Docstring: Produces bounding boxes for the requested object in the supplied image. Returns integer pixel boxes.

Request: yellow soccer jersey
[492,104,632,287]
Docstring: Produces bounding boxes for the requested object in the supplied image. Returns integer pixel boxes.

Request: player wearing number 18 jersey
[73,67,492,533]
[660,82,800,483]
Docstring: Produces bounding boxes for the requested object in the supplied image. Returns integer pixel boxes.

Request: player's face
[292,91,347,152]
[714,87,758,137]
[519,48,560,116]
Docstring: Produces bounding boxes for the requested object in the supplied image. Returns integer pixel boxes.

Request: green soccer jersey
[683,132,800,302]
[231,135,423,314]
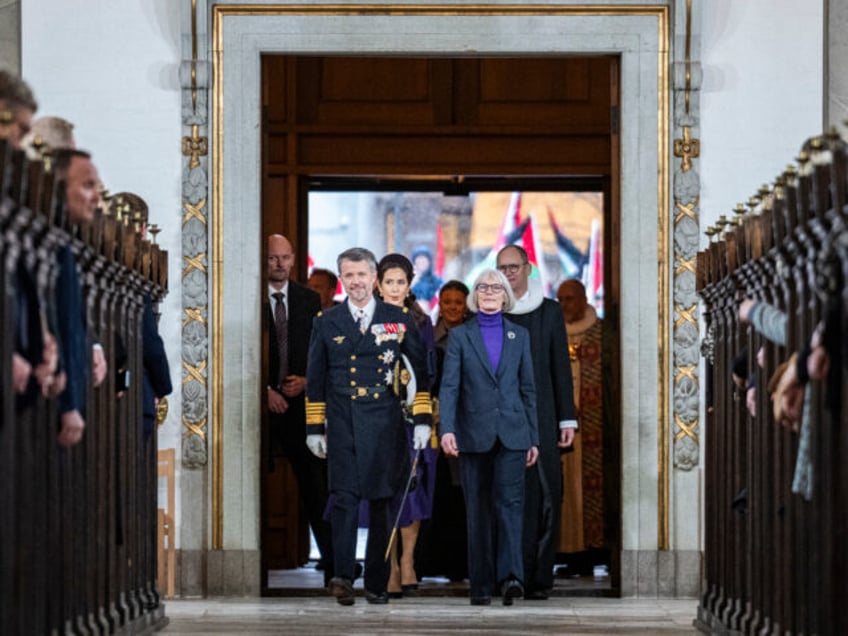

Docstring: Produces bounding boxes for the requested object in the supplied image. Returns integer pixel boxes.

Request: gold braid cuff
[412,391,433,416]
[306,398,327,426]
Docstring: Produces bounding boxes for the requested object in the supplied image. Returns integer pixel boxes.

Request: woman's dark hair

● **TASK DESCRIPTION**:
Format every line of the entries above as a JSON list of strings, one string per line, with blank lines omitted. Leave the pictures out.

● **EXPECTED ANSWER**:
[
  "Docstring: Produces bounding boxes for the requested object in the supplied image. Returns integer pixel boxes.",
  "Request: yellow soccer jersey",
  "[492,104,632,287]",
  "Docstring: Produces bounding boxes for the requested object in the supplied image. Returns integer pixel boxes.",
  "Request: player wearing number 18 jersey",
  "[73,67,492,533]",
  "[660,82,800,483]",
  "Docstring: Produces bounding boxes for the requested object in the supplied image. Returns integer pixel boxes.",
  "Request: player's face",
  "[292,91,347,152]",
  "[714,87,758,137]",
  "[519,48,560,116]",
  "Docstring: Produces bounding boxes for the requested object in the supplied image. Returns integer pixel boxes.",
  "Request: green soccer jersey",
  "[683,132,800,302]",
  "[231,135,423,314]",
  "Docstring: Produces bounding boxes for the requested object in the supplied image. Returns integer pixel boxes.",
  "Request: gold braid cuff",
  "[412,391,433,416]",
  "[306,398,327,426]",
  "Docstring: Produces bounding boxes for the requested object in the supplied image. Returns integer pixel boxes.",
  "Request: woman's dark hair"
]